* What is expected *
Output only these lines, set down exactly: the one containing "Query: side step running board" and each line after it through the end of the records.

* Information given *
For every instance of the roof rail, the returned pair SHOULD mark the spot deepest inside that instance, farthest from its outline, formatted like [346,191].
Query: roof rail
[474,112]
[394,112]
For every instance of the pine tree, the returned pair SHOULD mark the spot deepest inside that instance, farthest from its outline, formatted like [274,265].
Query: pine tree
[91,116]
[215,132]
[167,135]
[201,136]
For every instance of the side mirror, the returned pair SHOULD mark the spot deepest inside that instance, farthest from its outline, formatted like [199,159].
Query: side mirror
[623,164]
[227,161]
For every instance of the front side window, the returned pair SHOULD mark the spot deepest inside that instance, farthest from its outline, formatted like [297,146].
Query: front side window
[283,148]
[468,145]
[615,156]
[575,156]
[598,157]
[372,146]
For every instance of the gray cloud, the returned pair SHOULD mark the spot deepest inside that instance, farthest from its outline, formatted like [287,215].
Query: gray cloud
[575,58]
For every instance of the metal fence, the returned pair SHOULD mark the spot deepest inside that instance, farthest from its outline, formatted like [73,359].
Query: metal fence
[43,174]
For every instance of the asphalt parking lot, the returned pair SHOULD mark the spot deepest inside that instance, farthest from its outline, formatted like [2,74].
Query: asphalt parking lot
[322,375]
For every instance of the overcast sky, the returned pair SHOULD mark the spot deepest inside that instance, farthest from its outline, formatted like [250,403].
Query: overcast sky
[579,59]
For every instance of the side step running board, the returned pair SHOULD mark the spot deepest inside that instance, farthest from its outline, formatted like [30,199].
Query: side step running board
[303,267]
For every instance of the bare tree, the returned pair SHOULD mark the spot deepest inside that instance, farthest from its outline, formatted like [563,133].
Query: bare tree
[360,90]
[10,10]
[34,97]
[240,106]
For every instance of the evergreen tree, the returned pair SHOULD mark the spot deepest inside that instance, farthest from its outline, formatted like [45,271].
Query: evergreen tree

* Task solution *
Query: side step running board
[303,267]
For every instance of the bare tree, the returned pair SHOULD mark the spot deepest inside that instance, farthest from its outline, formatted like [563,133].
Query: bare tree
[360,90]
[10,10]
[34,97]
[240,106]
For every instance of the evergreen tree, the returned pair SHOULD mark the spot deepest inside that instance, farthest from its outline, formatted like [45,271].
Query: evergreen tree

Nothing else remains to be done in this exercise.